* **Things to do**:
- A) Name every character mentioned by name in the book description.
- B) Reproduce the book description from "When Marla loses" to "wise or caring.".
Start of Extract
When Marla loses her job and breaks her arm in a car accident, Liam asks her to marry him. It’s what she’s been waiting for: a chance to leave Dani, but Dani doesn’t take no for an answer. Marla stays strong when her mother shows up drunk, creates her own terms when Dani publicly shames her, and then falls apart when Gavin attempts suicide. It rains, and then pours, and when the Bow River finally overflows, flooding Marla’s entire neighbourhood, she is ready to admit that she wants more for her child than she can possibly give right now. Marla’s courage to ask for help and keep her mind open transforms everyone around her, cementing her relationships and proving to those who had doubted her that having a fetal alcohol spectrum disorder does not make a person any less noble, wise or caring.
End of Extract
Start of Dataset content
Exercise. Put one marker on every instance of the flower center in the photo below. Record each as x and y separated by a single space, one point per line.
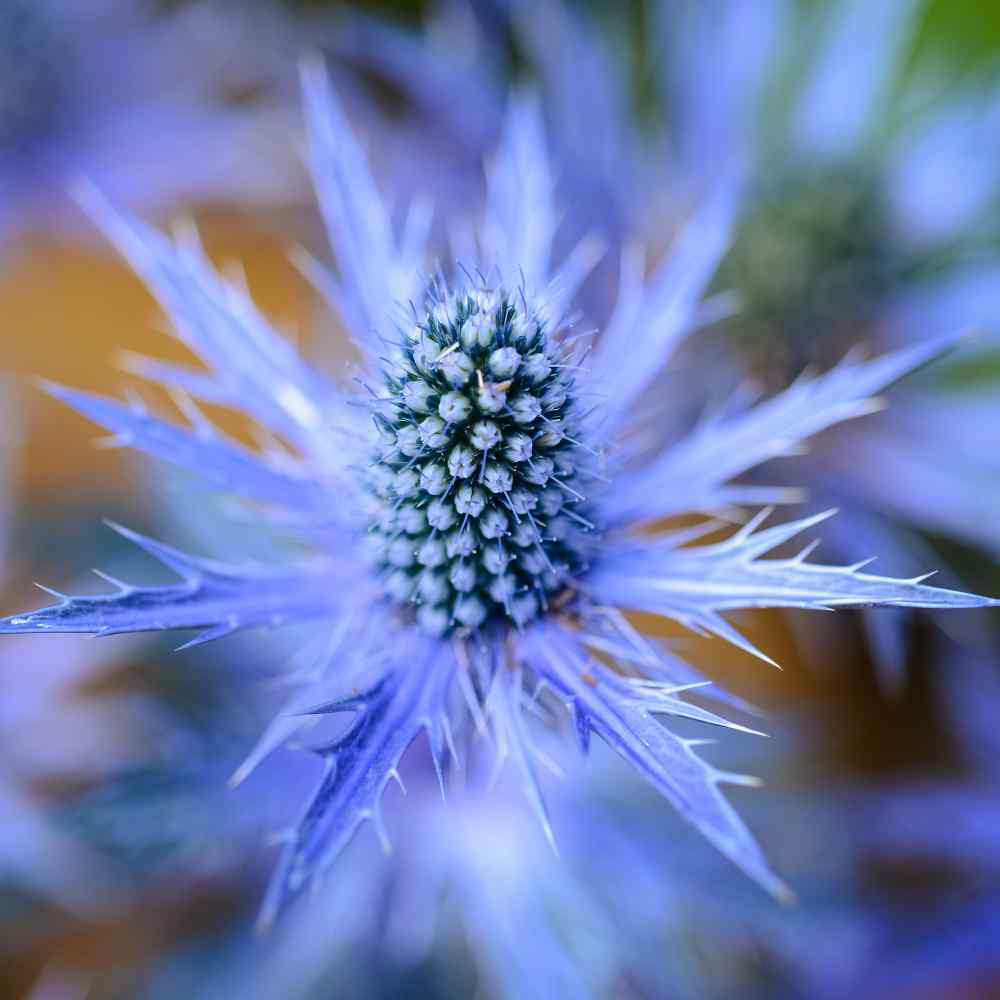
477 509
End of Dataset content
* **Replies**:
- A) Marla, Liam, Dani, Gavin

- B)
When Marla loses her job and breaks her arm in a car accident, Liam asks her to marry him. It’s what she’s been waiting for: a chance to leave Dani, but Dani doesn’t take no for an answer. Marla stays strong when her mother shows up drunk, creates her own terms when Dani publicly shames her, and then falls apart when Gavin attempts suicide. It rains, and then pours, and when the Bow River finally overflows, flooding Marla’s entire neighbourhood, she is ready to admit that she wants more for her child than she can possibly give right now. Marla’s courage to ask for help and keep her mind open transforms everyone around her, cementing her relationships and proving to those who had doubted her that having a fetal alcohol spectrum disorder does not make a person any less noble, wise or caring.